*** Exercise input Section Begins ***
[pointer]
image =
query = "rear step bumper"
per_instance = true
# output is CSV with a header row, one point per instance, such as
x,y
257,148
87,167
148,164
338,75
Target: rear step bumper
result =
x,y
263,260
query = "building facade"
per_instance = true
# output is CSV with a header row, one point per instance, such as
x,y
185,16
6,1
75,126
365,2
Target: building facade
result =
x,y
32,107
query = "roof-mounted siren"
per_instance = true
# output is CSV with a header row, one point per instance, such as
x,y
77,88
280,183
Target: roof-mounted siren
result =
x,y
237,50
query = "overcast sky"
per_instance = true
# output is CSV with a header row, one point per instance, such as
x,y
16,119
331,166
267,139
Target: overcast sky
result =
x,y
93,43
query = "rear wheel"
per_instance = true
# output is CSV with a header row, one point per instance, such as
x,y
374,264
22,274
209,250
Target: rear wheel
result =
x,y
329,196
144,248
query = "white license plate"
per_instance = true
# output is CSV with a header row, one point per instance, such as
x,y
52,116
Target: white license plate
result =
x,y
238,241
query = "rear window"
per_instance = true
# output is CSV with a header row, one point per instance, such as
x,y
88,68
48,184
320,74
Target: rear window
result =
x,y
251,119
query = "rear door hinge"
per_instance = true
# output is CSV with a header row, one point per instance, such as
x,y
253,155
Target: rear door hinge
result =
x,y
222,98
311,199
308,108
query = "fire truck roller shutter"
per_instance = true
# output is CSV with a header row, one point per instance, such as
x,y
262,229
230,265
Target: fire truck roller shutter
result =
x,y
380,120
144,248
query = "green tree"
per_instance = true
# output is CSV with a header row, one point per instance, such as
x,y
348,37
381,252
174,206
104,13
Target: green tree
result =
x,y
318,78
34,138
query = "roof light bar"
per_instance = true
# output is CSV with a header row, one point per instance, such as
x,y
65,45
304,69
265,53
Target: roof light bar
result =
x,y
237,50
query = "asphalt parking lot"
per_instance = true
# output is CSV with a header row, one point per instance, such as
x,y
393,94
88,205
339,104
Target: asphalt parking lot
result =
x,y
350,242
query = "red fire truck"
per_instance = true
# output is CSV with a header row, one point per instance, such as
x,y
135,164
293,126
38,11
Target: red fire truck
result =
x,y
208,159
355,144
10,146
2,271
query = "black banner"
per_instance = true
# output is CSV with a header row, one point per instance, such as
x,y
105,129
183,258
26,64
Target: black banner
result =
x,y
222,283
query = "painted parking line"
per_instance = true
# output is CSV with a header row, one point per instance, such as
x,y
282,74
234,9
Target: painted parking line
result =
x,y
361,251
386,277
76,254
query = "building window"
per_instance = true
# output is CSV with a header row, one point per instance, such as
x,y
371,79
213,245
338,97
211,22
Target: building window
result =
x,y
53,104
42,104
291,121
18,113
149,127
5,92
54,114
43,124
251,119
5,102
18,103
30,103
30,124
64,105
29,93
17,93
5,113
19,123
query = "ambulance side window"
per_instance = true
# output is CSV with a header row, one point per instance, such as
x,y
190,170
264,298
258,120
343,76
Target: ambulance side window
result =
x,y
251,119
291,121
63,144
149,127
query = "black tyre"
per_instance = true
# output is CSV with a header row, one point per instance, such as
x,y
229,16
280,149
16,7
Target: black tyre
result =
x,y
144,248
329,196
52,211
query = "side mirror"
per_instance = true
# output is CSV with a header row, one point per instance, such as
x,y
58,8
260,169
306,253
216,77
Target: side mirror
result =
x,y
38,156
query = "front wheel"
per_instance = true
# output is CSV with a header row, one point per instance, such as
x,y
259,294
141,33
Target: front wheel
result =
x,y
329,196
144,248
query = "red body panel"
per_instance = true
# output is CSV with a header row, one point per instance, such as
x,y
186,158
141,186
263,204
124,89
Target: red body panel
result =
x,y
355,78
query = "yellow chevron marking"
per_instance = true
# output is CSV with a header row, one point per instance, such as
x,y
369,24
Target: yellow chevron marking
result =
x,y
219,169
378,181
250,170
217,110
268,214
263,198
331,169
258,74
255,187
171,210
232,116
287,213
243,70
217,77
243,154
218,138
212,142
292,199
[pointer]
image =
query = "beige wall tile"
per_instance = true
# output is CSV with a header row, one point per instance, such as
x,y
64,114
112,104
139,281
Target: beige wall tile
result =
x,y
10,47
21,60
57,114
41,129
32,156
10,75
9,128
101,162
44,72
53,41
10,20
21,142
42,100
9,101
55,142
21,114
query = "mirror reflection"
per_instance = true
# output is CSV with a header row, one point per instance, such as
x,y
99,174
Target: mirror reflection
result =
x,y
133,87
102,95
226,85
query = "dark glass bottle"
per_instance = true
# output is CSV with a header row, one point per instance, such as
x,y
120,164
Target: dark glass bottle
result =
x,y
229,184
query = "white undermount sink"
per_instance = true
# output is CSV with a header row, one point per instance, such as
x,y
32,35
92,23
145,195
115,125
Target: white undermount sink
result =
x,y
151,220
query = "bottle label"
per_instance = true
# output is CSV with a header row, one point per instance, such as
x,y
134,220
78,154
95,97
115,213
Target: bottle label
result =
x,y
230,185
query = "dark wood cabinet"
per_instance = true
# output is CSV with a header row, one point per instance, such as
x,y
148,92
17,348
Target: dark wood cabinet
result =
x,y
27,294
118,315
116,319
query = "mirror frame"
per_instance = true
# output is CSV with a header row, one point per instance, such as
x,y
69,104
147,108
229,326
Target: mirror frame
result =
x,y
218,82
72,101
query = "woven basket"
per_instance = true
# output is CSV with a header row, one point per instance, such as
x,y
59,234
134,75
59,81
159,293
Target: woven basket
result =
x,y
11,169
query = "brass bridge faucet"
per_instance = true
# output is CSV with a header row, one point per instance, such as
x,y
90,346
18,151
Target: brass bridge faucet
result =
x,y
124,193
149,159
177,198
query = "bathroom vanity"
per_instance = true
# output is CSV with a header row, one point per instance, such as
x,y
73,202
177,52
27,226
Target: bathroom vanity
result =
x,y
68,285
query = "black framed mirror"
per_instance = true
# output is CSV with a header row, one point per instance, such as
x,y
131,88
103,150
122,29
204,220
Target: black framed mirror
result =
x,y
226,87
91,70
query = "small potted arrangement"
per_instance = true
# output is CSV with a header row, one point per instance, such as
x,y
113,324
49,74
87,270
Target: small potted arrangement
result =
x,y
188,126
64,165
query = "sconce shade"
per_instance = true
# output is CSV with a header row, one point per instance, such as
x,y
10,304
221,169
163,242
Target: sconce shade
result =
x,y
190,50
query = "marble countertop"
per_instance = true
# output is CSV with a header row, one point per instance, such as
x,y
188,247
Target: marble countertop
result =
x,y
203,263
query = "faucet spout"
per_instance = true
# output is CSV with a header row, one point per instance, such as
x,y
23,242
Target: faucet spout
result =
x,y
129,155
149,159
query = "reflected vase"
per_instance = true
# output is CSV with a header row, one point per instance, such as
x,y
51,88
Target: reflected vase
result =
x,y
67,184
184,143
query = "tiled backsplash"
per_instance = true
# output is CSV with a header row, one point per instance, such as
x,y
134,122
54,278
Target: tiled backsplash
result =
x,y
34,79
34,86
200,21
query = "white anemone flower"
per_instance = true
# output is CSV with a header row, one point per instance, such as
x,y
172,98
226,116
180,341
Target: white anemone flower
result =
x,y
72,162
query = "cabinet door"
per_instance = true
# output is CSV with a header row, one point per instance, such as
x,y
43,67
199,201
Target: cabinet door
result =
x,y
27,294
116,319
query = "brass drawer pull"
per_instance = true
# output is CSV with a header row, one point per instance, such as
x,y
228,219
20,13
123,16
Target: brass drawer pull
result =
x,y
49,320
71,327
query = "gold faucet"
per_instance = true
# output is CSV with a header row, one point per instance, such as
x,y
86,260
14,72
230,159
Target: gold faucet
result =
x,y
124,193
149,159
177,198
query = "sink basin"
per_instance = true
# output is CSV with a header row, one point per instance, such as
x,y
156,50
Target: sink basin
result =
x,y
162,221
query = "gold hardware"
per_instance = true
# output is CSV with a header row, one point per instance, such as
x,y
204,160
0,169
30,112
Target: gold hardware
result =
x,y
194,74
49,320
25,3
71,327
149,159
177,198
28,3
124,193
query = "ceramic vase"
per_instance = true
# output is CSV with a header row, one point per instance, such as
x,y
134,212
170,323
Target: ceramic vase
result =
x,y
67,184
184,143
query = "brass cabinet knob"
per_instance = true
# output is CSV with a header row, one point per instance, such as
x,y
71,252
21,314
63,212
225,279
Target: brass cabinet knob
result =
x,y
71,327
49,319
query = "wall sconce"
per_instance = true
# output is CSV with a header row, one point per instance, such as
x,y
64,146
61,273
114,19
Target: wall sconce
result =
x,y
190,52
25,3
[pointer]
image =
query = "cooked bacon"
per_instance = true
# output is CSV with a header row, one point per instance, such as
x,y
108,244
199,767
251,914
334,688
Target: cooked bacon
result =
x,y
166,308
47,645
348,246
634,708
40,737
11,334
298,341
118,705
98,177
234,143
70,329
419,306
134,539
*** Exercise input Section Ends ***
**Task description:**
Search the listing for "countertop" and copy each line holding it.

**Expected output:**
query = "marble countertop"
Target: marble countertop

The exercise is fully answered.